* [Stated task] Copy every line from the one containing "of the pine" down to the one containing "pixel 123 220", including both of those lines, exactly as each appears.

* [Exercise materials]
========

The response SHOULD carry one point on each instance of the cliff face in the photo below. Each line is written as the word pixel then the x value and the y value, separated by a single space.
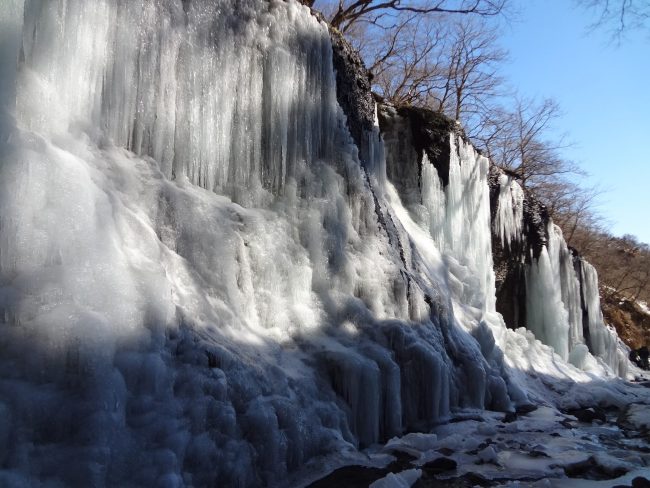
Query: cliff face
pixel 539 283
pixel 213 269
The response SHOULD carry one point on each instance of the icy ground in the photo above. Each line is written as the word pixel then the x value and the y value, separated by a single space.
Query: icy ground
pixel 544 447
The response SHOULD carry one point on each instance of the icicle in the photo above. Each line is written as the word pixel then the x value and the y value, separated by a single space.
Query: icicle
pixel 509 218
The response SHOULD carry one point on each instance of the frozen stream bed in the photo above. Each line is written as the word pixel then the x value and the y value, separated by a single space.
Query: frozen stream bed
pixel 543 447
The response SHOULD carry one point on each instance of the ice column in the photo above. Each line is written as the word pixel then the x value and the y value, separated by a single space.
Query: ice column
pixel 196 85
pixel 509 219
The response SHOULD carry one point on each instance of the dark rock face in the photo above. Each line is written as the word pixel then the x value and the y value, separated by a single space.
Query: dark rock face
pixel 589 415
pixel 353 89
pixel 411 132
pixel 510 261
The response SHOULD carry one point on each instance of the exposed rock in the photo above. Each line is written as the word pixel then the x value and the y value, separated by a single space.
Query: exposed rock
pixel 589 415
pixel 424 132
pixel 641 357
pixel 351 477
pixel 640 482
pixel 510 261
pixel 439 465
pixel 590 469
pixel 353 88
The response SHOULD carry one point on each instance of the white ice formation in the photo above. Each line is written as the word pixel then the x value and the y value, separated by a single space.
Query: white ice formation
pixel 200 283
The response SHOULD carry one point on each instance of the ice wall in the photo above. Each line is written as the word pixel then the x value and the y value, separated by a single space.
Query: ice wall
pixel 212 271
pixel 562 304
pixel 204 278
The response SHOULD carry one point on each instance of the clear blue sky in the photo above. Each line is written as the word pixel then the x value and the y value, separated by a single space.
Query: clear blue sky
pixel 604 91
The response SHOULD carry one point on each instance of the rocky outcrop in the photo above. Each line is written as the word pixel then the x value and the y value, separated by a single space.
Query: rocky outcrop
pixel 353 88
pixel 510 260
pixel 417 131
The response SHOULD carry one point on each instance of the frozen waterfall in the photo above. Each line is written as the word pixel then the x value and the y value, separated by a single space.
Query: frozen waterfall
pixel 205 281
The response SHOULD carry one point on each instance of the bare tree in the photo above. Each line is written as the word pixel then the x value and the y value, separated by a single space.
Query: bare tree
pixel 348 13
pixel 518 140
pixel 620 15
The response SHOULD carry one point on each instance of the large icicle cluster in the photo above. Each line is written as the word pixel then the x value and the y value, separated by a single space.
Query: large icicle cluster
pixel 562 304
pixel 209 274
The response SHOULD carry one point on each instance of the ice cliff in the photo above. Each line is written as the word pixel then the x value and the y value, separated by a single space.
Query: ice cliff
pixel 214 271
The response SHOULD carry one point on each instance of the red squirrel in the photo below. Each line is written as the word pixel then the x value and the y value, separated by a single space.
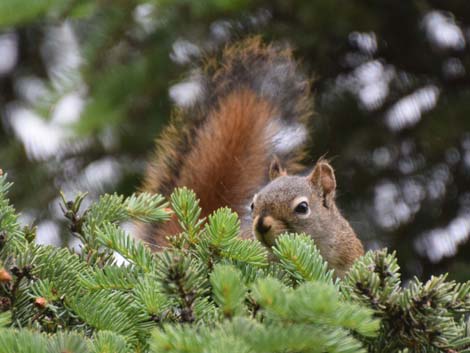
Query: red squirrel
pixel 234 145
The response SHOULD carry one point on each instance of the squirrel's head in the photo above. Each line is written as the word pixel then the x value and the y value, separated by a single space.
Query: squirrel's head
pixel 297 204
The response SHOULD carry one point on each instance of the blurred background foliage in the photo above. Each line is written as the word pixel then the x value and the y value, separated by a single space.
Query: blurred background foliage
pixel 85 86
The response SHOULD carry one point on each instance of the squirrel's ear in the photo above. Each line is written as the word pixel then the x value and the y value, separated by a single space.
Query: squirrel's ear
pixel 323 176
pixel 275 169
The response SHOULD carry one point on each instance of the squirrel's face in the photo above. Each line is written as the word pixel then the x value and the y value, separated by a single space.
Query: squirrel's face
pixel 292 203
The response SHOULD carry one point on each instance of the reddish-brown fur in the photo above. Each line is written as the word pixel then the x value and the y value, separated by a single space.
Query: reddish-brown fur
pixel 223 166
pixel 222 145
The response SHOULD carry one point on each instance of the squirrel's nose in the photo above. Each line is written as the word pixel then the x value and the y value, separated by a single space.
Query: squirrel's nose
pixel 261 225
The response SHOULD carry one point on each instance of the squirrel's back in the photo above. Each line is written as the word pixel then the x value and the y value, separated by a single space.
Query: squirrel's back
pixel 253 103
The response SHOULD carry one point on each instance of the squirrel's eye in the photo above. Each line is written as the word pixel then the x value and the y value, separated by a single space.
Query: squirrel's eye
pixel 301 208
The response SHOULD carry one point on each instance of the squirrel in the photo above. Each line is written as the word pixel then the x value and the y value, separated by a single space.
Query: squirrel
pixel 244 130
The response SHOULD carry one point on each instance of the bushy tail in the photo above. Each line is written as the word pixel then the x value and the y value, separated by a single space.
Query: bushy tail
pixel 252 103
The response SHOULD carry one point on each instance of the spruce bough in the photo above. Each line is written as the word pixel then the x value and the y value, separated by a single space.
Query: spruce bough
pixel 209 291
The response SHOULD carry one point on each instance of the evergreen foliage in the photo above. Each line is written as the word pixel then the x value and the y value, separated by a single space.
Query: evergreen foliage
pixel 209 291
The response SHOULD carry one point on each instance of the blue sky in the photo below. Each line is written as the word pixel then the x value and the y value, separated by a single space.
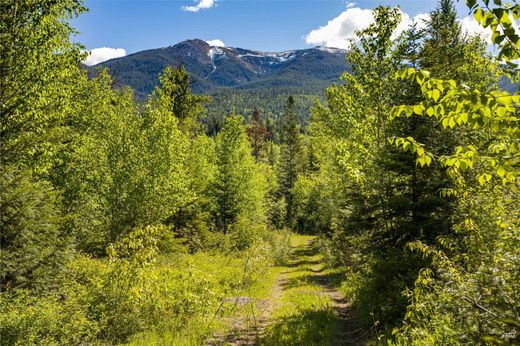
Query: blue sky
pixel 267 25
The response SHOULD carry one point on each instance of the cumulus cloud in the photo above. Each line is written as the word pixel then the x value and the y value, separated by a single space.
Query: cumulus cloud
pixel 201 5
pixel 98 55
pixel 216 43
pixel 339 31
pixel 471 27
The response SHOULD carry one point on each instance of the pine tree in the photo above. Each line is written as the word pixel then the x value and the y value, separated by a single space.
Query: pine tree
pixel 175 94
pixel 257 134
pixel 290 155
pixel 235 187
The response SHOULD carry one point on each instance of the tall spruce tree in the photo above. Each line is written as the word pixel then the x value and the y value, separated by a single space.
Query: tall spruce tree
pixel 290 156
pixel 257 134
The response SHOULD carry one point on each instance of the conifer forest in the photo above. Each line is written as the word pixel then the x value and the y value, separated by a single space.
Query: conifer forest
pixel 384 212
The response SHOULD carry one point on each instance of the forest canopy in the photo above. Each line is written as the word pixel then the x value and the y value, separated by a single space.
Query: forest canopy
pixel 123 220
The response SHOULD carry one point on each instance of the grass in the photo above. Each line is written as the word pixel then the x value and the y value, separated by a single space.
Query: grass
pixel 305 313
pixel 208 290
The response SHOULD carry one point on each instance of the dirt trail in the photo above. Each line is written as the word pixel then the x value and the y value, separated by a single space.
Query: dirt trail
pixel 304 307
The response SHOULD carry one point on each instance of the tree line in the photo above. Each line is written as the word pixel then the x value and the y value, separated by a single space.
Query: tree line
pixel 408 170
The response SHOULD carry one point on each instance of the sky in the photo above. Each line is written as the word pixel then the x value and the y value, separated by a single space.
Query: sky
pixel 114 28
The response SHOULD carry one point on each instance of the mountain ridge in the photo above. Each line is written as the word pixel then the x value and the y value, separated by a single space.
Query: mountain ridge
pixel 214 68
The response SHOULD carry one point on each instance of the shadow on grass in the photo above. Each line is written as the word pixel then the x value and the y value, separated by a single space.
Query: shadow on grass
pixel 309 327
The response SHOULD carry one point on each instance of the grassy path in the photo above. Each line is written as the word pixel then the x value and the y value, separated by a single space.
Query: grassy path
pixel 304 306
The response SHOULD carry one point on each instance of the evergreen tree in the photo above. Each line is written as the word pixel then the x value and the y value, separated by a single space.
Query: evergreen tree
pixel 257 134
pixel 174 93
pixel 289 166
pixel 237 188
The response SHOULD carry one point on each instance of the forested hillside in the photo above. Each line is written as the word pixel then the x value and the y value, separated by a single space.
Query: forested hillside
pixel 154 222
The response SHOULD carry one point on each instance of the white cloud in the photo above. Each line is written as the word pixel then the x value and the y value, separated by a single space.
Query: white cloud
pixel 470 26
pixel 216 43
pixel 98 55
pixel 473 28
pixel 339 31
pixel 201 5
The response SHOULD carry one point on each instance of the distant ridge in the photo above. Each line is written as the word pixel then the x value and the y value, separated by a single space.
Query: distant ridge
pixel 215 68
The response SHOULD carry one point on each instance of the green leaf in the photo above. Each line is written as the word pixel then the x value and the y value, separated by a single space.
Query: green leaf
pixel 436 94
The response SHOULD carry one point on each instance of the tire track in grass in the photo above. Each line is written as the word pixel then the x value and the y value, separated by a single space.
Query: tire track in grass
pixel 304 307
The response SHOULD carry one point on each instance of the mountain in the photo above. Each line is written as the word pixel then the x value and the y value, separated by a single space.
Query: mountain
pixel 239 80
pixel 214 68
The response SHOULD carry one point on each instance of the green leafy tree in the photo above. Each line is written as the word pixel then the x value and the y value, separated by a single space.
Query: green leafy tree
pixel 290 156
pixel 239 187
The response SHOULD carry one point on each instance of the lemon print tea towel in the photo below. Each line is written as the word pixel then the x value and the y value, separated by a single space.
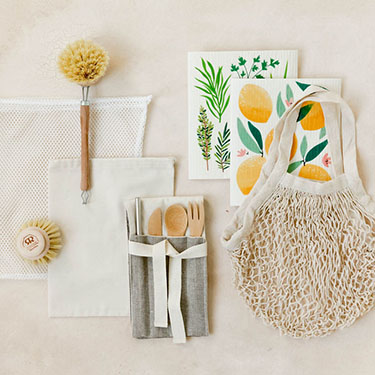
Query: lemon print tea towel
pixel 256 107
pixel 302 243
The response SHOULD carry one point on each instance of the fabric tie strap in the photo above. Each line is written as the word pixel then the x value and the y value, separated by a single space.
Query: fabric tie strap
pixel 168 300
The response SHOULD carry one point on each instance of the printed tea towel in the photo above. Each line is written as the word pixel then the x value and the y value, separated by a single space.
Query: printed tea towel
pixel 34 131
pixel 90 275
pixel 210 77
pixel 303 250
pixel 256 108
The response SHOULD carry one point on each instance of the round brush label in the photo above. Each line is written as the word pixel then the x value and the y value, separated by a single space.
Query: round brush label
pixel 31 243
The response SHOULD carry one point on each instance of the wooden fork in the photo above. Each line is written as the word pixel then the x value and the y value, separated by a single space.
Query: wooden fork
pixel 196 219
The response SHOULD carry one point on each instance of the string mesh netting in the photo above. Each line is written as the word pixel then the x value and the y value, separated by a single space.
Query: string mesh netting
pixel 36 131
pixel 308 265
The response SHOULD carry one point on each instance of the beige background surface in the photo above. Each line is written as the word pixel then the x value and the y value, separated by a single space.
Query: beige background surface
pixel 148 42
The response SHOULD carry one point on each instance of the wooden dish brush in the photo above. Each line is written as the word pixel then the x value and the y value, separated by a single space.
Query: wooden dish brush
pixel 84 62
pixel 39 241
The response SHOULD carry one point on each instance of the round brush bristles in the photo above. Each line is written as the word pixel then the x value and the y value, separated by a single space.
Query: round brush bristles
pixel 83 62
pixel 51 230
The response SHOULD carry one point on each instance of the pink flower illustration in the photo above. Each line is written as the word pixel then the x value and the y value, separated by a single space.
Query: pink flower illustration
pixel 289 103
pixel 241 152
pixel 326 160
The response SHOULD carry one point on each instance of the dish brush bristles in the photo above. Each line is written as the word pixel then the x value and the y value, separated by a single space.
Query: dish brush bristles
pixel 83 62
pixel 51 232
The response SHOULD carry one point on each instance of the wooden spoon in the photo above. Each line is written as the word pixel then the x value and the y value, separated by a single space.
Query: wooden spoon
pixel 176 220
pixel 154 223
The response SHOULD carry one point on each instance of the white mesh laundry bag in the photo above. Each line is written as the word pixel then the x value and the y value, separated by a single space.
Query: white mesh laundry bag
pixel 34 131
pixel 303 251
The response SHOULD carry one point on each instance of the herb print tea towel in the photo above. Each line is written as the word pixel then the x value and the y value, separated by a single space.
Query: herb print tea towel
pixel 257 106
pixel 209 78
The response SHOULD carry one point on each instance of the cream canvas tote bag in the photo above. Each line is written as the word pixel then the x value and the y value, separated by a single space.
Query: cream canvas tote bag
pixel 304 251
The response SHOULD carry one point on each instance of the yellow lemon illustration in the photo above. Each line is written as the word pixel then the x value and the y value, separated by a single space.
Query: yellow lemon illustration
pixel 314 120
pixel 255 103
pixel 313 172
pixel 248 173
pixel 269 139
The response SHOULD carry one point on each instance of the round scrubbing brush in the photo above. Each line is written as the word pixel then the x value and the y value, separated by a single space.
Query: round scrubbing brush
pixel 39 241
pixel 84 62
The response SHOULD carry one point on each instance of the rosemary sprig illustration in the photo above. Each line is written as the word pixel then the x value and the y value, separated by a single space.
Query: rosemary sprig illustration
pixel 255 70
pixel 204 134
pixel 214 87
pixel 222 153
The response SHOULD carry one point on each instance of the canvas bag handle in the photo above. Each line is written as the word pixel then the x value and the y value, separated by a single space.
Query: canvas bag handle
pixel 344 157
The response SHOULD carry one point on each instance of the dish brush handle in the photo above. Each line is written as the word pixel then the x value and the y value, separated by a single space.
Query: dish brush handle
pixel 85 117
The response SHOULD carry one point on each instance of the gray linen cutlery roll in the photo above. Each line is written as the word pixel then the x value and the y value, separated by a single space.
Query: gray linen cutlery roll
pixel 193 290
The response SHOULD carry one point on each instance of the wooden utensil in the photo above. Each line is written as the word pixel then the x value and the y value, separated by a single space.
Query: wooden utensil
pixel 196 219
pixel 154 227
pixel 175 220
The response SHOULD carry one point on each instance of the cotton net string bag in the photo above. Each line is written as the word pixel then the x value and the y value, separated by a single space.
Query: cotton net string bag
pixel 303 251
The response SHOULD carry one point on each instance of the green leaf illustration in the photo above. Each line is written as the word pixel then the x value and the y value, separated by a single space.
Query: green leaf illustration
pixel 286 69
pixel 302 86
pixel 247 141
pixel 256 134
pixel 289 93
pixel 303 112
pixel 274 62
pixel 303 147
pixel 315 151
pixel 222 153
pixel 322 133
pixel 204 134
pixel 241 61
pixel 293 166
pixel 214 88
pixel 280 107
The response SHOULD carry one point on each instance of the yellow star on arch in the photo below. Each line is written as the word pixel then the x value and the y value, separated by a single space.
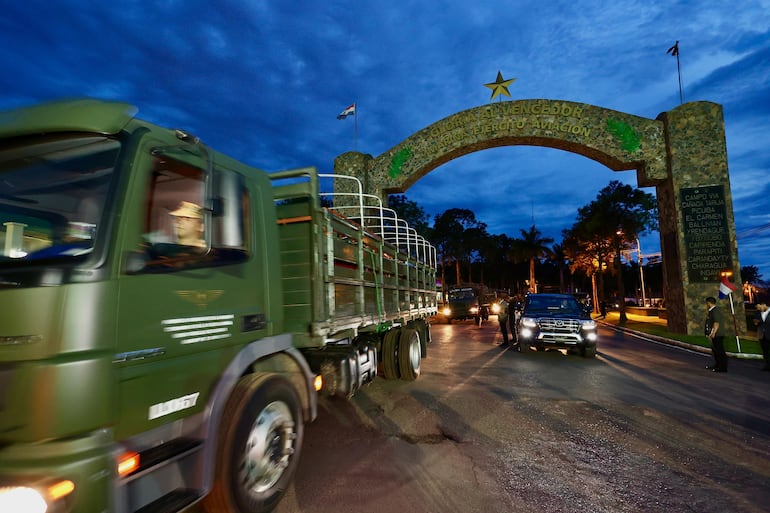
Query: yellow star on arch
pixel 499 86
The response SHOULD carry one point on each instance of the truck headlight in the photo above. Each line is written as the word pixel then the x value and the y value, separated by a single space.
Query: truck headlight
pixel 34 500
pixel 21 498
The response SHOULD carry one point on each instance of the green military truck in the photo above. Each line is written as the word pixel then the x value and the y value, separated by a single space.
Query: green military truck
pixel 168 314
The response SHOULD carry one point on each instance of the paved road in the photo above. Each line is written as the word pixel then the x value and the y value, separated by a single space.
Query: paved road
pixel 640 428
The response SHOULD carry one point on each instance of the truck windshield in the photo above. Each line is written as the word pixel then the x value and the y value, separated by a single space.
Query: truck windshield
pixel 53 192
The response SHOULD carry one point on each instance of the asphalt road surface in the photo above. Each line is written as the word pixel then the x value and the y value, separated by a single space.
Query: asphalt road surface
pixel 642 427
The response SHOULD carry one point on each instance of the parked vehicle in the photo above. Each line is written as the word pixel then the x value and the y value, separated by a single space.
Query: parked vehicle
pixel 169 314
pixel 556 320
pixel 462 303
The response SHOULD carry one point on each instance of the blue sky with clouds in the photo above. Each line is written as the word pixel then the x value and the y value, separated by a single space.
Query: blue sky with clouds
pixel 264 80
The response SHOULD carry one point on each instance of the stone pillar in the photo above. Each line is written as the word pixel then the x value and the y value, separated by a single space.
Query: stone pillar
pixel 697 224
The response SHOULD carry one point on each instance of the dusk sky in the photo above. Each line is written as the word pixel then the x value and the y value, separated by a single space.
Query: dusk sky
pixel 263 81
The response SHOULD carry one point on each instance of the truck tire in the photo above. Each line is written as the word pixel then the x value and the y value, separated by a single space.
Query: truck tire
pixel 390 343
pixel 409 354
pixel 260 440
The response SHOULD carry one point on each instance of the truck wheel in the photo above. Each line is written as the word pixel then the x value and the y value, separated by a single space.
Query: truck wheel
pixel 390 345
pixel 260 439
pixel 409 354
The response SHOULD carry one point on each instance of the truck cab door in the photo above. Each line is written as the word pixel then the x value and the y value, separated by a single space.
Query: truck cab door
pixel 191 291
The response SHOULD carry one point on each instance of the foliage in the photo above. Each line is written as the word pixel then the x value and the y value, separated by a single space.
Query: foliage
pixel 412 213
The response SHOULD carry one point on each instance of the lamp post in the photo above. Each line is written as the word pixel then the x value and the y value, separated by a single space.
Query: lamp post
pixel 641 271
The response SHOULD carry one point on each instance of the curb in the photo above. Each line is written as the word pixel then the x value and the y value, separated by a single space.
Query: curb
pixel 677 343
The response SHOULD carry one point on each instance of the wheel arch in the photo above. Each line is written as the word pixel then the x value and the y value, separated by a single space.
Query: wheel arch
pixel 272 355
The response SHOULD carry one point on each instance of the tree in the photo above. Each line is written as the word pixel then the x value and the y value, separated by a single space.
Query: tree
pixel 559 256
pixel 531 247
pixel 412 213
pixel 611 223
pixel 456 235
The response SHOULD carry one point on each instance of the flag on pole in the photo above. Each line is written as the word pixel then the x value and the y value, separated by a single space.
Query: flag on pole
pixel 674 50
pixel 725 288
pixel 350 110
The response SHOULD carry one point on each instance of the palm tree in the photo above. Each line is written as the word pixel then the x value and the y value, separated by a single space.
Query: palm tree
pixel 559 255
pixel 532 246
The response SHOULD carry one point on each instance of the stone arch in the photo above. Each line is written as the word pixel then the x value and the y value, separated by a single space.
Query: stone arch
pixel 682 153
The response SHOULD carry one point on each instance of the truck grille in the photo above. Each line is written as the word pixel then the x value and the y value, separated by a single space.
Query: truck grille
pixel 559 325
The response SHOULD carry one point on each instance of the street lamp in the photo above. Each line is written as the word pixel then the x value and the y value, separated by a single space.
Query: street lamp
pixel 641 270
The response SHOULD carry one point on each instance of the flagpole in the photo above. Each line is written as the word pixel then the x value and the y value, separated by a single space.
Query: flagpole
pixel 674 50
pixel 735 324
pixel 679 74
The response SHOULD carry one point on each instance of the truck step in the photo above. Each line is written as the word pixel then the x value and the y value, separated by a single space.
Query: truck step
pixel 171 502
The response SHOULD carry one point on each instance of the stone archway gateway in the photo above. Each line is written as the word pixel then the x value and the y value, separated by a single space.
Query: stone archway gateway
pixel 682 153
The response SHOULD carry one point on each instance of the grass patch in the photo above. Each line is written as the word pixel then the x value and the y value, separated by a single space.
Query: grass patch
pixel 657 327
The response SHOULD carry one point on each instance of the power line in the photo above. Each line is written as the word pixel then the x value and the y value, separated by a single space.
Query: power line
pixel 751 232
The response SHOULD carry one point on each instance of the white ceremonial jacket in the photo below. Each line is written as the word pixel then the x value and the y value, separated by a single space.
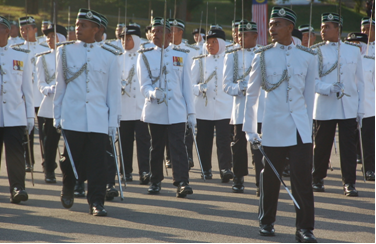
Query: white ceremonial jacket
pixel 90 102
pixel 231 87
pixel 369 85
pixel 215 104
pixel 34 48
pixel 327 106
pixel 286 110
pixel 15 78
pixel 176 83
pixel 132 100
pixel 46 107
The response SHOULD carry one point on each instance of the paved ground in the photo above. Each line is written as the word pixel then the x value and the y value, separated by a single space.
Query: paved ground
pixel 212 214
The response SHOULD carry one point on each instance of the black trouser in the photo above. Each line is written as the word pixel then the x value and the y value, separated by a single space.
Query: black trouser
pixel 50 144
pixel 205 135
pixel 300 177
pixel 88 152
pixel 347 143
pixel 12 138
pixel 31 136
pixel 368 139
pixel 128 129
pixel 179 159
pixel 188 143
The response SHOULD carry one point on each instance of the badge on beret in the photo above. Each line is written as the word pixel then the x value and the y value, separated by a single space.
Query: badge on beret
pixel 281 12
pixel 89 15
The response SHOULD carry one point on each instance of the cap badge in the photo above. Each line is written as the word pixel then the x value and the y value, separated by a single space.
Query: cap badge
pixel 282 12
pixel 89 15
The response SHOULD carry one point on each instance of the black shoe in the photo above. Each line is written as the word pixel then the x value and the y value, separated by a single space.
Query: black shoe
pixel 183 189
pixel 28 167
pixel 266 230
pixel 144 178
pixel 190 163
pixel 79 189
pixel 238 185
pixel 128 177
pixel 67 197
pixel 226 175
pixel 304 235
pixel 370 175
pixel 18 195
pixel 349 190
pixel 168 164
pixel 49 177
pixel 318 185
pixel 208 175
pixel 154 188
pixel 97 209
pixel 111 193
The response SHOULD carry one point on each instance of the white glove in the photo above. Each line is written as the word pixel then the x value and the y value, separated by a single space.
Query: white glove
pixel 359 119
pixel 112 132
pixel 30 124
pixel 253 137
pixel 157 94
pixel 57 124
pixel 191 120
pixel 203 87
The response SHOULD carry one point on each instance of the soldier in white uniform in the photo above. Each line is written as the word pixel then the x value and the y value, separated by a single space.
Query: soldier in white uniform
pixel 45 68
pixel 28 30
pixel 132 104
pixel 167 107
pixel 213 105
pixel 15 112
pixel 86 107
pixel 287 73
pixel 236 86
pixel 332 107
pixel 368 127
pixel 14 37
pixel 304 29
pixel 365 28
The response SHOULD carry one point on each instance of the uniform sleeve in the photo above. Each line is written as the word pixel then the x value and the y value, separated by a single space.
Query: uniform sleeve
pixel 195 71
pixel 252 97
pixel 27 87
pixel 60 86
pixel 113 100
pixel 309 90
pixel 229 86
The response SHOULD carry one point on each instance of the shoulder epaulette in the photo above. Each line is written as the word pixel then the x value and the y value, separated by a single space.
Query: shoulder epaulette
pixel 233 50
pixel 306 49
pixel 145 50
pixel 65 43
pixel 262 49
pixel 318 45
pixel 17 45
pixel 114 46
pixel 181 50
pixel 193 47
pixel 40 54
pixel 370 57
pixel 110 50
pixel 200 56
pixel 21 49
pixel 353 44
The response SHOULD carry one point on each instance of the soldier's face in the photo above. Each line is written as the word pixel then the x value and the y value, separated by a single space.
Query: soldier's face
pixel 86 30
pixel 365 30
pixel 329 31
pixel 213 46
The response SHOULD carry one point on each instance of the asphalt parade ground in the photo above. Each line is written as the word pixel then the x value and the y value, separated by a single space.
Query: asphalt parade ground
pixel 212 214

========

* [Solution for this exercise]
The response SHOULD carry one point on each instance of the pine tree in the photo above. Each line is written as the word pixel then the x value and the y value, separated by a single space.
Query: pine tree
pixel 175 94
pixel 257 134
pixel 290 155
pixel 235 187
The response SHOULD carry one point on each instance of the tall spruce tree in the photo above. Each line is written as the word pixel then the x value and the y value, separated by a single space.
Query: tall spruce tree
pixel 290 156
pixel 257 134
The response SHOULD carry one point on each instance of the conifer forest in the photo above. Each line is written as the word pixel then the x value and the y value, separated by a single space.
Query: conifer forest
pixel 384 212
The response SHOULD carry one point on each instance of the forest canopy in the photo above. Each line is written as the word pixel then the x value and the y value, separated by a single space.
Query: forest canopy
pixel 123 220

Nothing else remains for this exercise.